- [Instructions to follow]: Your task is to set down the records below again, exactly.

[Region pointing data]
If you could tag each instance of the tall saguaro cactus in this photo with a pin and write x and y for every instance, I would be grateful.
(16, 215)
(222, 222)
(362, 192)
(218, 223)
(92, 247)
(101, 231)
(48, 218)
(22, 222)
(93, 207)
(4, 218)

- [Problem solution]:
If you could tag each instance of the tall saguaro cactus in this photo with a pin and write x and y for every instance, I would be grateful.
(16, 215)
(222, 222)
(362, 192)
(218, 223)
(92, 247)
(101, 231)
(48, 218)
(22, 222)
(93, 207)
(4, 218)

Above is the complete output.